(Source):
We now have everything we need to invert the colors in a color grid:


In [16]:
def invert(grid):
    for x in range(grid.width):
        if grid[x, 0] == colors['Orchid']:
            grid[x, 0] = colors['Black']
        else: # must be black
            grid[x, 0] = colors['Orchid']

As discussed in the previous lessons, grid.width is the width of the grid, so range(grid.width) is the sequence of numbers 0, 1, 2, …, grid.width-1, i.e., the legal X indices for the grid. Inside that loop, we check grid[x, 0]'s color. If it's orchid, we turn it black; if it's not orchid, we assume that it's black and make it orchid. To test it, let's look at our original row:


In [17]:
row.show()


and then look at it again after inverting it:


In [18]:
invert(row)
row.show()


---------------------------------------------------------------------------
TypeError                                 Traceback (most recent call last)
<ipython-input-18-976189eb5286> in <module>()
----> 1 invert(row)
      2 row.show()

<ipython-input-16-48eb82a2f68c> in invert(grid)

(Set task A): Copy out the color-grid inversion tutorial excerpt in full, without changing anything.

(Data supplied):

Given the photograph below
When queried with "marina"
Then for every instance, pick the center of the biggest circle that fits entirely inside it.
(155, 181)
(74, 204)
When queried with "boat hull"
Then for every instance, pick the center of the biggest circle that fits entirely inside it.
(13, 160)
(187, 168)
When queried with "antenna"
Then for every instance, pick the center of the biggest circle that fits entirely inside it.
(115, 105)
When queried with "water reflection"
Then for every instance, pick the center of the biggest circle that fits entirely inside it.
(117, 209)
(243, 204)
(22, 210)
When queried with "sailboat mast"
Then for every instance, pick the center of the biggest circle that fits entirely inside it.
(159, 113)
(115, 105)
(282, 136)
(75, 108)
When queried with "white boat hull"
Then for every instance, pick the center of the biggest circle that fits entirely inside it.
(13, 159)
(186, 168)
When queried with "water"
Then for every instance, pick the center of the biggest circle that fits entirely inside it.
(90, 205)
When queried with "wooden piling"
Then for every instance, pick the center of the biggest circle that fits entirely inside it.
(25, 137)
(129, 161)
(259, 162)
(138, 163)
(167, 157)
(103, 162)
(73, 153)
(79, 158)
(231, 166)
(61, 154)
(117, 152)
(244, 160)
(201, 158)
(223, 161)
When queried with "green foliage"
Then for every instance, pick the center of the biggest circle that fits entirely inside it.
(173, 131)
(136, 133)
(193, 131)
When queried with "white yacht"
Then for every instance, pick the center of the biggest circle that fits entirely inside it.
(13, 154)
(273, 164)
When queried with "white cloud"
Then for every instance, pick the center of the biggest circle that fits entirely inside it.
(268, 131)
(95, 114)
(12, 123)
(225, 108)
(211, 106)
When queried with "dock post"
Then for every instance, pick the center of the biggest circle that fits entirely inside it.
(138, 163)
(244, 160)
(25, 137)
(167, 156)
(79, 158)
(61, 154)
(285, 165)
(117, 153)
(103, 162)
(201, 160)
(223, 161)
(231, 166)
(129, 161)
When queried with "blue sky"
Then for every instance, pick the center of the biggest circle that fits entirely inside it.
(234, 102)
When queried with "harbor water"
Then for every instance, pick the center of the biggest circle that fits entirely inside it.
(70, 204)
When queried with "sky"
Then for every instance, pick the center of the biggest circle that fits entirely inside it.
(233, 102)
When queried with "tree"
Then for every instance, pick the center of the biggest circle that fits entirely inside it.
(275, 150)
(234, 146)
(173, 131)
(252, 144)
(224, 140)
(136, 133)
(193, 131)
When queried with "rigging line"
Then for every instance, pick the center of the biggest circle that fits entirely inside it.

(Set task B): How many lines in the entries contain the string "hull" with case counting? Reply with the number alone.

(Correct result A):
We now have everything we need to invert the colors in a color grid:


In [16]:
def invert(grid):
    for x in range(grid.width):
        if grid[x, 0] == colors['Orchid']:
            grid[x, 0] = colors['Black']
        else: # must be black
            grid[x, 0] = colors['Orchid']

As discussed in the previous lessons, grid.width is the width of the grid, so range(grid.width) is the sequence of numbers 0, 1, 2, …, grid.width-1, i.e., the legal X indices for the grid. Inside that loop, we check grid[x, 0]'s color. If it's orchid, we turn it black; if it's not orchid, we assume that it's black and make it orchid. To test it, let's look at our original row:


In [17]:
row.show()


and then look at it again after inverting it:


In [18]:
invert(row)
row.show()


---------------------------------------------------------------------------
TypeError                                 Traceback (most recent call last)
<ipython-input-18-976189eb5286> in <module>()
----> 1 invert(row)
      2 row.show()

<ipython-input-16-48eb82a2f68c> in invert(grid)

(Correct result B): 2